President Trump's family business deliberately deceived banks, insurers and the Internal Revenue Service for many years in order to improve its own financial position. That is according to the New York State Attorney General Letitia James, whose office has been conducting a civil probe of Trump businesses since 2019. In a statement shared late on Tuesday, James says she has reached a, quote, "preliminary determination that there was fraud."

NPR's Ilya Marritz has been covering the story and joins us now. Hey, Ilya.

ILYA MARRITZ, BYLINE: Hi, Ailsa.

CHANG: OK, so we should be clear here - this investigation is still ongoing. Do you get a sense that the state attorney general has an actual case that she can lay out in court at this point?

MARRITZ: She is certainly bringing the kind of evidence that you could imagine being presented to a jury. So there are damaging emails. There are side-by-side ledgers with starkly different numbers. There are previews of potential witness testimony.

The latest legal filing from AG James, which is over a hundred pages, also tells a pretty clear story that I think a jury could understand about a family business that used deception and lies to squeeze every dollar it could out of its properties, whether through loans or tax write-offs, over many years. So she is showing part of her hand right now.

And the reason she's doing that is she wants to convince a judge to compel former President Trump and his two eldest children, Don Jr. and Ivanka, to give depositions under oath and share documents. The Trumps are resisting that effort. Donald Trump has accused her of bad faith, and they've actually countersued her in court.

CHANG: Well, if the New York Attorney General's Office already has all these other documents that form the basis for that legal filing, why do they need these depositions from the Trumps - these additional documents?

MARRITZ: It's important to examine knowledge and intent in a case like this, and that could be particularly challenging here because Donald Trump doesn't email. He doesn't like to give direction in writing. So what Attorney General James needs to do is present her facts to the former president and to Don Jr. and Ivanka and see how they respond and test the credibility of their responses.

Provided records:

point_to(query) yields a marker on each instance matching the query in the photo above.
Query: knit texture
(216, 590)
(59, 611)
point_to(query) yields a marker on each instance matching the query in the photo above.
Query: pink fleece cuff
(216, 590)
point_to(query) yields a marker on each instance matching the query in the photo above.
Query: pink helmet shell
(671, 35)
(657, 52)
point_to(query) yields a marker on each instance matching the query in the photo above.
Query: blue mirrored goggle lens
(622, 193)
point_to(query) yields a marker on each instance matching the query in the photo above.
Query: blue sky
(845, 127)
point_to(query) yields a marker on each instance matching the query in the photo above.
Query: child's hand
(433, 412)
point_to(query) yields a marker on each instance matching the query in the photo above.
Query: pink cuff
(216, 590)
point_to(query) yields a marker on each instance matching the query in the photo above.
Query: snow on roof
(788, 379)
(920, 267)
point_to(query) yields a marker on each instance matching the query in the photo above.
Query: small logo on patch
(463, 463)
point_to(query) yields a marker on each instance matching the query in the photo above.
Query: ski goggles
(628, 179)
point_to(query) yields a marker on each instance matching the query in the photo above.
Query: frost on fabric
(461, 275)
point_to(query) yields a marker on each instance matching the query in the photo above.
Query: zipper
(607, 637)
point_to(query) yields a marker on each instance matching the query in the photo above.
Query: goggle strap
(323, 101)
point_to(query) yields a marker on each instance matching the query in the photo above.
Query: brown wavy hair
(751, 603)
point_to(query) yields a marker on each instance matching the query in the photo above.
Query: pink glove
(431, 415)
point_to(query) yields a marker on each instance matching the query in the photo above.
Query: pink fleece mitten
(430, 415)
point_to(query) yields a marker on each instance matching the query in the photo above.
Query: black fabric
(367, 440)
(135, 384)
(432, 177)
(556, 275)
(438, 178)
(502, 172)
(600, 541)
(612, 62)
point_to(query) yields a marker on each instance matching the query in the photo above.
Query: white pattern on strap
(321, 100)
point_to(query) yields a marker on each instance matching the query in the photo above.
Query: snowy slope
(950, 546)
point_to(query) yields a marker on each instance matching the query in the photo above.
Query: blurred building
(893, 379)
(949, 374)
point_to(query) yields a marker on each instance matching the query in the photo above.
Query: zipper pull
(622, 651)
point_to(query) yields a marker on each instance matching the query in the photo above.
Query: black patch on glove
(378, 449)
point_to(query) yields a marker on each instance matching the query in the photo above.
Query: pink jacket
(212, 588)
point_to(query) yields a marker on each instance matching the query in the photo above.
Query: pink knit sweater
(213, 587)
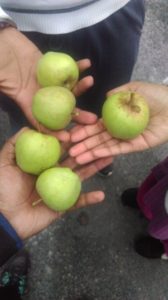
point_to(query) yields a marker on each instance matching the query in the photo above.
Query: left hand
(17, 193)
(18, 61)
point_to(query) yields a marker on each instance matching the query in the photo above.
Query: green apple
(59, 188)
(57, 69)
(53, 107)
(36, 152)
(125, 115)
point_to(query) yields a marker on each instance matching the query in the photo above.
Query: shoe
(15, 272)
(107, 171)
(148, 247)
(128, 198)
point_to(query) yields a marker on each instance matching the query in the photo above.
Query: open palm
(18, 194)
(18, 62)
(94, 141)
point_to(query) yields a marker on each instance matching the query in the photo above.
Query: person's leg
(148, 247)
(9, 293)
(13, 279)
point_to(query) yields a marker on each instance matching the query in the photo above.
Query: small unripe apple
(125, 115)
(36, 152)
(53, 107)
(57, 69)
(59, 188)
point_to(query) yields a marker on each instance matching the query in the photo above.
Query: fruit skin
(57, 69)
(59, 188)
(53, 107)
(125, 115)
(36, 152)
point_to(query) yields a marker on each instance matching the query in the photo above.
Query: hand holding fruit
(18, 193)
(18, 63)
(95, 142)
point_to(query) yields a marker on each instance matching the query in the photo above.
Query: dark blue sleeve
(10, 242)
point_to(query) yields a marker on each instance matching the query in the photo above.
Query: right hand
(94, 142)
(18, 193)
(18, 61)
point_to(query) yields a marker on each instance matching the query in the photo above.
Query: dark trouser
(9, 293)
(112, 45)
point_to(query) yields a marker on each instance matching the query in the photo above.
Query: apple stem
(135, 107)
(75, 113)
(36, 202)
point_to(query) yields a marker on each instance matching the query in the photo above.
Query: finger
(83, 85)
(90, 143)
(75, 129)
(86, 131)
(131, 86)
(121, 147)
(89, 199)
(69, 162)
(91, 169)
(84, 64)
(84, 117)
(7, 154)
(62, 135)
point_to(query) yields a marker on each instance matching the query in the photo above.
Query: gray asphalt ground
(96, 261)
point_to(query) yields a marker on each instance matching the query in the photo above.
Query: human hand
(17, 193)
(18, 61)
(95, 142)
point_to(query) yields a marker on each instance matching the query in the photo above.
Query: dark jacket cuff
(10, 242)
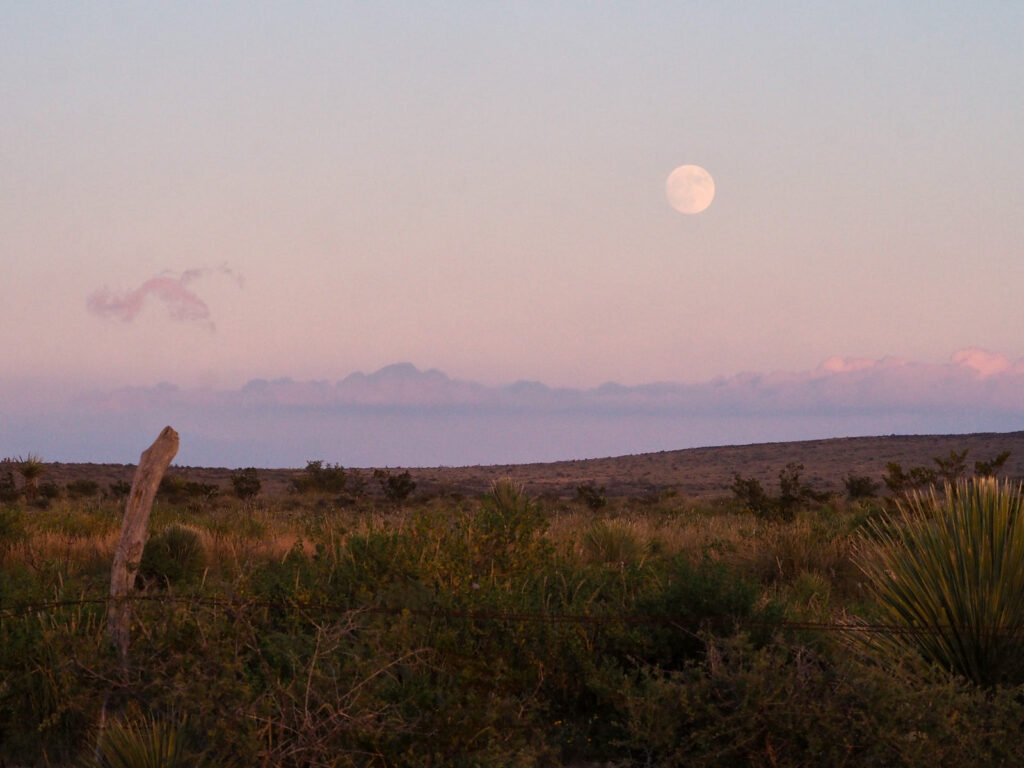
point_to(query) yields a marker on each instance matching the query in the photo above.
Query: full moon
(689, 188)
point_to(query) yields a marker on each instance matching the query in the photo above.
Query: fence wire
(681, 622)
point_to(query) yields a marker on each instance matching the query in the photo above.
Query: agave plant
(947, 571)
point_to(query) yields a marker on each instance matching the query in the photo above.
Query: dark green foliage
(11, 530)
(8, 488)
(82, 487)
(593, 498)
(246, 482)
(48, 491)
(120, 488)
(176, 489)
(143, 743)
(396, 487)
(784, 705)
(991, 467)
(172, 556)
(470, 633)
(793, 494)
(951, 468)
(317, 476)
(751, 495)
(900, 482)
(860, 486)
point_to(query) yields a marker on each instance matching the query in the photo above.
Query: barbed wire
(681, 622)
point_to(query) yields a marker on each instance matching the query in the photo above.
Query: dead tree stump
(134, 529)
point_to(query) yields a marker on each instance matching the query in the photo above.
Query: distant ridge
(697, 472)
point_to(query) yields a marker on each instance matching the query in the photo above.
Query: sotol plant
(949, 568)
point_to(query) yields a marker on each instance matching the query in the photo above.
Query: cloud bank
(182, 303)
(403, 416)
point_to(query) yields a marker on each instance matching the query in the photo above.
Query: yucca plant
(143, 743)
(612, 543)
(947, 570)
(31, 468)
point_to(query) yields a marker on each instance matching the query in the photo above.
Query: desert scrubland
(717, 606)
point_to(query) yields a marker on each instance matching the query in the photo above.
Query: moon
(689, 188)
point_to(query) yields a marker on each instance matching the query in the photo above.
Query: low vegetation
(346, 623)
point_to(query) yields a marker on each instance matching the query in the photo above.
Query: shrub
(950, 570)
(173, 555)
(143, 743)
(176, 489)
(31, 468)
(992, 467)
(612, 543)
(860, 486)
(82, 488)
(8, 489)
(593, 498)
(318, 476)
(751, 495)
(396, 487)
(120, 488)
(246, 482)
(48, 491)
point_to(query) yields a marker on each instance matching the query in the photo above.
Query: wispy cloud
(182, 303)
(402, 415)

What you need to do:
Transcribe the full radio interview about the New York attorney general's Trump fraud probe word for word. The records were taken from a different source than the text.

Solution to the problem:
President Trump's family business deliberately deceived banks, insurers and the Internal Revenue Service for many years in order to improve its own financial position. That is according to the New York State Attorney General Letitia James, whose office has been conducting a civil probe of Trump businesses since 2019. In a statement shared late on Tuesday, James says she has reached a, quote, "preliminary determination that there was fraud."

NPR's Ilya Marritz has been covering the story and joins us now. Hey, Ilya.

ILYA MARRITZ, BYLINE: Hi, Ailsa.

CHANG: OK, so we should be clear here - this investigation is still ongoing. Do you get a sense that the state attorney general has an actual case that she can lay out in court at this point?

MARRITZ: She is certainly bringing the kind of evidence that you could imagine being presented to a jury. So there are damaging emails. There are side-by-side ledgers with starkly different numbers. There are previews of potential witness testimony.

The latest legal filing from AG James, which is over a hundred pages, also tells a pretty clear story that I think a jury could understand about a family business that used deception and lies to squeeze every dollar it could out of its properties, whether through loans or tax write-offs, over many years. So she is showing part of her hand right now.

And the reason she's doing that is she wants to convince a judge to compel former President Trump and his two eldest children, Don Jr. and Ivanka, to give depositions under oath and share documents. The Trumps are resisting that effort. Donald Trump has accused her of bad faith, and they've actually countersued her in court.

CHANG: Well, if the New York Attorney General's Office already has all these other documents that form the basis for that legal filing, why do they need these depositions from the Trumps - these additional documents?

MARRITZ: It's important to examine knowledge and intent in a case like this, and that could be particularly challenging here because Donald Trump doesn't email. He doesn't like to give direction in writing. So what Attorney General James needs to do is present her facts to the former president and to Don Jr. and Ivanka and see how they respond and test the credibility of their responses.